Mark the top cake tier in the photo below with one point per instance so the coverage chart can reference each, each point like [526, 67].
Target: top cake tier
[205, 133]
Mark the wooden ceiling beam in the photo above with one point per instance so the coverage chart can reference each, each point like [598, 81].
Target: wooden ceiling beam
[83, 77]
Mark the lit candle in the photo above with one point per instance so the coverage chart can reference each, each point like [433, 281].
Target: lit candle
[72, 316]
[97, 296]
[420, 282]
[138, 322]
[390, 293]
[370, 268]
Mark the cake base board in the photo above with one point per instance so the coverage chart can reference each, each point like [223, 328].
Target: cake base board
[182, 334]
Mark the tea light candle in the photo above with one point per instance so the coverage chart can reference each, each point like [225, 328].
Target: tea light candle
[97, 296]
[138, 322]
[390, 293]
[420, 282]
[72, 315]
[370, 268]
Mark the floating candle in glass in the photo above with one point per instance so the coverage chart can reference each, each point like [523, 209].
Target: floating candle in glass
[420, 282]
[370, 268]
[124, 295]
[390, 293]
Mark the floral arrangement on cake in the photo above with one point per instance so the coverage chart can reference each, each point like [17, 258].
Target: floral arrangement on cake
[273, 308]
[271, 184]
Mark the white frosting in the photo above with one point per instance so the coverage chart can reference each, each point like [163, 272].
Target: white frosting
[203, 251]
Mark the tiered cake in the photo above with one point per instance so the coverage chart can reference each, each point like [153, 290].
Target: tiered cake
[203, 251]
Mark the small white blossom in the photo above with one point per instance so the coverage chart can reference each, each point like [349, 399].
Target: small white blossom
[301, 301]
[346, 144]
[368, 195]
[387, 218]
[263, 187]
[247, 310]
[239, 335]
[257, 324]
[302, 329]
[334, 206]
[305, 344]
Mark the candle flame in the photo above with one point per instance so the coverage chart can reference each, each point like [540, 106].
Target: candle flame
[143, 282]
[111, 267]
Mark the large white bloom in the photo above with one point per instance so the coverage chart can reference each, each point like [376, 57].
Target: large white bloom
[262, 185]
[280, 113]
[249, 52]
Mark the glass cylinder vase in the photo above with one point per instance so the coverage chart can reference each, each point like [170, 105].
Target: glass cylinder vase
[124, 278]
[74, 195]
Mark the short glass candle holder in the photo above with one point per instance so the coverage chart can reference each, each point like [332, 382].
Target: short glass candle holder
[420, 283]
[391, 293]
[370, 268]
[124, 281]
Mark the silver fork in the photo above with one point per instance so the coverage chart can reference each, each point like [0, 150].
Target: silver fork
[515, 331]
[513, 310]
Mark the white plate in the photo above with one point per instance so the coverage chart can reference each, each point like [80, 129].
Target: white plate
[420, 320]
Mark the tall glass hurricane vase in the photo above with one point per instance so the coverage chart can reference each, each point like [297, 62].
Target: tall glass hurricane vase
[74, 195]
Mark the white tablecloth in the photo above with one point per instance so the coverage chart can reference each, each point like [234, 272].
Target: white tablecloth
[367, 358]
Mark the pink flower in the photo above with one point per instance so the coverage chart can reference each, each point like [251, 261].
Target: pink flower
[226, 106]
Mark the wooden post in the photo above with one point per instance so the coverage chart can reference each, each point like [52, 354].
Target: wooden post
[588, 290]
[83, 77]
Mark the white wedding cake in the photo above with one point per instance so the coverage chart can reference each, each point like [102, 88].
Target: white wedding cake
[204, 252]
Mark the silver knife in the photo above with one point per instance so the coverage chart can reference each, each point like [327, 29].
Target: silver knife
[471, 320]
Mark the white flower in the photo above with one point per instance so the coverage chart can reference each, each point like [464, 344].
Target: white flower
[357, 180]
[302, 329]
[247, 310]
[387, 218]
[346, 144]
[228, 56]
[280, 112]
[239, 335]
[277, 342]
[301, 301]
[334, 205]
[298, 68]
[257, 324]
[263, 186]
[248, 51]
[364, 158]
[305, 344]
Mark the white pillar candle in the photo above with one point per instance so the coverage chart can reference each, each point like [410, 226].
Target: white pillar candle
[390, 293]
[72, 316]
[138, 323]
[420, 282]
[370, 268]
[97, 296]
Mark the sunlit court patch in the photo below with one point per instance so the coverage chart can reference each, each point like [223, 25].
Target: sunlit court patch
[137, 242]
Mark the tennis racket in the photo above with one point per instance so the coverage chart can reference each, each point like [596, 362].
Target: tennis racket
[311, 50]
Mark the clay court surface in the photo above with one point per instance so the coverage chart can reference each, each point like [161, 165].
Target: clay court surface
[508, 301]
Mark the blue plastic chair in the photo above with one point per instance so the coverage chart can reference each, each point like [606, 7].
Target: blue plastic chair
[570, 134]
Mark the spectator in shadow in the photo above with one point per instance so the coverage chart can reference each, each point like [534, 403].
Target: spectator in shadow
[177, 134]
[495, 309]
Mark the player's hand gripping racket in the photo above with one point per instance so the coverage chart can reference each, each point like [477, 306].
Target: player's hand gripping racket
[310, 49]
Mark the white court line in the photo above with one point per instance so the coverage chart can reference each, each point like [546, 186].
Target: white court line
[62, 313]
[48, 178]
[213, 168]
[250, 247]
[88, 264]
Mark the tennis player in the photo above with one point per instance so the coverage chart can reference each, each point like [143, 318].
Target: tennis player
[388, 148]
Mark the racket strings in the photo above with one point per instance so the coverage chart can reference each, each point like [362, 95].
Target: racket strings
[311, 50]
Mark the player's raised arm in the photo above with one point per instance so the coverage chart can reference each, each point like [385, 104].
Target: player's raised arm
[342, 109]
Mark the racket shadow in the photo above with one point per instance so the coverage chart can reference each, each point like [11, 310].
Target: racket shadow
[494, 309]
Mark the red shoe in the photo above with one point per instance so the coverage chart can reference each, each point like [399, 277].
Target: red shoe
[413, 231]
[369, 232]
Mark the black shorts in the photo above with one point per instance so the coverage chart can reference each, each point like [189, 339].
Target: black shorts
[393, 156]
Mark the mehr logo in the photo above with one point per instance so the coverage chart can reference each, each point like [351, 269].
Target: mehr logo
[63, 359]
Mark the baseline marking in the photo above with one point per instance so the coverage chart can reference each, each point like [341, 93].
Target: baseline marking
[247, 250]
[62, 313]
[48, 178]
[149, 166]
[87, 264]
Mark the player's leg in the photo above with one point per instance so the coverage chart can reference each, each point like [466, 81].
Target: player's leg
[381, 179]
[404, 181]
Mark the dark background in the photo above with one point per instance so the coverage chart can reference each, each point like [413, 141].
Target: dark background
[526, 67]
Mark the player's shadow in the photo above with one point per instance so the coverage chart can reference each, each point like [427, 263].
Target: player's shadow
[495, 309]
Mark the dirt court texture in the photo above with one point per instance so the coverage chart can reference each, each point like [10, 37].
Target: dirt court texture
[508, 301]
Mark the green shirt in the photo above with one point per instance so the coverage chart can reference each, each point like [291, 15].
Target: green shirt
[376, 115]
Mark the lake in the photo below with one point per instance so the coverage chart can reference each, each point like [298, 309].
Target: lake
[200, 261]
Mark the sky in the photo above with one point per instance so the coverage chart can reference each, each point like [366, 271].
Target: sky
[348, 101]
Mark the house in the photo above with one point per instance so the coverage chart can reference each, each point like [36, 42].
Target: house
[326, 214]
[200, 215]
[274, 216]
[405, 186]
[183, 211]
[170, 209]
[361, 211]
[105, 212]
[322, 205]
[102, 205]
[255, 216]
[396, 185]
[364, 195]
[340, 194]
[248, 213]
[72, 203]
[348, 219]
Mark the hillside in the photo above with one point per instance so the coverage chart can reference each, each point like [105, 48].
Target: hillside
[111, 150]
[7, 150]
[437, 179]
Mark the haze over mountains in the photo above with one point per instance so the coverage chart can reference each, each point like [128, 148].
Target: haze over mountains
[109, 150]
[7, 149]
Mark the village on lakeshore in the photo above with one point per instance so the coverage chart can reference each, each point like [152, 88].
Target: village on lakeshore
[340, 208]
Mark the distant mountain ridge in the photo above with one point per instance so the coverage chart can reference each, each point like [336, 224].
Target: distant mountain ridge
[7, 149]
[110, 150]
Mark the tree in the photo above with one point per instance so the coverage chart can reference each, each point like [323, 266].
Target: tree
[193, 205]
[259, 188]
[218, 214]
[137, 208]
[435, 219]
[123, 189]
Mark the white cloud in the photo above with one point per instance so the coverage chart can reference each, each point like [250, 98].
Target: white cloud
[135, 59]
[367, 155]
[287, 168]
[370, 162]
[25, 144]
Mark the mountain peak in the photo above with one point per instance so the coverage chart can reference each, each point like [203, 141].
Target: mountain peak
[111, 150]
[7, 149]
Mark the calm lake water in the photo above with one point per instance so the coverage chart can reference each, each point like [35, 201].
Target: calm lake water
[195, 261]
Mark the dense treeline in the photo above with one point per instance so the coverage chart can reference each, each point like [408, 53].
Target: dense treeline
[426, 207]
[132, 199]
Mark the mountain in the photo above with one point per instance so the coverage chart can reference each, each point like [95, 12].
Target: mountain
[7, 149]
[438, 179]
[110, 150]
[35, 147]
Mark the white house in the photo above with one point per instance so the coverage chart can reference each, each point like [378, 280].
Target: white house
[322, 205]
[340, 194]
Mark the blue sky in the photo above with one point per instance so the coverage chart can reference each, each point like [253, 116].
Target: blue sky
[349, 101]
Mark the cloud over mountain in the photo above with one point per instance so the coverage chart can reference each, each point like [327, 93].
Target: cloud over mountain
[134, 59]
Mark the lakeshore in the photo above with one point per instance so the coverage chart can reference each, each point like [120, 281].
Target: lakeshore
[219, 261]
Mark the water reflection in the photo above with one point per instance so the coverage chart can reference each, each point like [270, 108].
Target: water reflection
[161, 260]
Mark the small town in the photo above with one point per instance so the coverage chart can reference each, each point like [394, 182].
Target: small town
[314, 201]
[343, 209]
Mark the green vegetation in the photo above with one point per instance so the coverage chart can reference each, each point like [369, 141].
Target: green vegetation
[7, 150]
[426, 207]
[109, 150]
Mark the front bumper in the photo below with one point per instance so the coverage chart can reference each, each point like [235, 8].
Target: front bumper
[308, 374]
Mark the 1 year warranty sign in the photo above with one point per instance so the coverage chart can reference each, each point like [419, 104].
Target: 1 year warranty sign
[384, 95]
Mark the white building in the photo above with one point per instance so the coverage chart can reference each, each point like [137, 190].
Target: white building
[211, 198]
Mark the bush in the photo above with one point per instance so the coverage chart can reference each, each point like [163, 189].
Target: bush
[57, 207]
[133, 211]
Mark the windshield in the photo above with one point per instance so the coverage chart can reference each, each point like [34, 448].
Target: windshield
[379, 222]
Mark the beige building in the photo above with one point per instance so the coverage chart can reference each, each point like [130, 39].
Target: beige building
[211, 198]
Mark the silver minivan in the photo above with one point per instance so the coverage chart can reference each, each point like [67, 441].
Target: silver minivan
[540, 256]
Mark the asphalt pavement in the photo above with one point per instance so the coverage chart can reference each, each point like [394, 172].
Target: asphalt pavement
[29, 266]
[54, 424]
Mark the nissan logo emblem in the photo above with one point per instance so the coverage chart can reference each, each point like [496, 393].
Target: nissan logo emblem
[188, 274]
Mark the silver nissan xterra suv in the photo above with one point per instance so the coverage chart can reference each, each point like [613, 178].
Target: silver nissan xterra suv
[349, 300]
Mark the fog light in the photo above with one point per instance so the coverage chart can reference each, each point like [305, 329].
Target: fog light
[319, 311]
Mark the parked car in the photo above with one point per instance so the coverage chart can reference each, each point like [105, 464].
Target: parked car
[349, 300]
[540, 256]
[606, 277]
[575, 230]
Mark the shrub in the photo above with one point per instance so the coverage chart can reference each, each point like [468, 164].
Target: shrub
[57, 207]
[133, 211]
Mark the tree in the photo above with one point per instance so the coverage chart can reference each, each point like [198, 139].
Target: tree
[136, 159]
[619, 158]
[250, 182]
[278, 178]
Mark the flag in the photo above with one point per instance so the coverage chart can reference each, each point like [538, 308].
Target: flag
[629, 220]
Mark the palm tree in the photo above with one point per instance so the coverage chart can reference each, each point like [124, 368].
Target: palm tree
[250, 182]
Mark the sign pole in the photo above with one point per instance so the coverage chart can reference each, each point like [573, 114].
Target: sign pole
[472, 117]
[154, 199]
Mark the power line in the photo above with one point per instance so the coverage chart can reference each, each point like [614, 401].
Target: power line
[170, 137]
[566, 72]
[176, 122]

------------------------------------------------

Requirement: Which lines in the data hold the string "below"? Copy each of them.

Solution:
Mark the top cake tier in the photo below with one point per instance so the coverage chart can reference each, each point like [526, 67].
Mark the sunlit court patch in the photo below with one point per instance so the coverage chart can reference each, each point like [223, 25].
Mark the lake in the photo below with one point per instance so the coverage chart can reference each, each point like [298, 309].
Mark the front bumper in the photo below with one point per instance so the coverage chart can reference each, each point like [235, 8].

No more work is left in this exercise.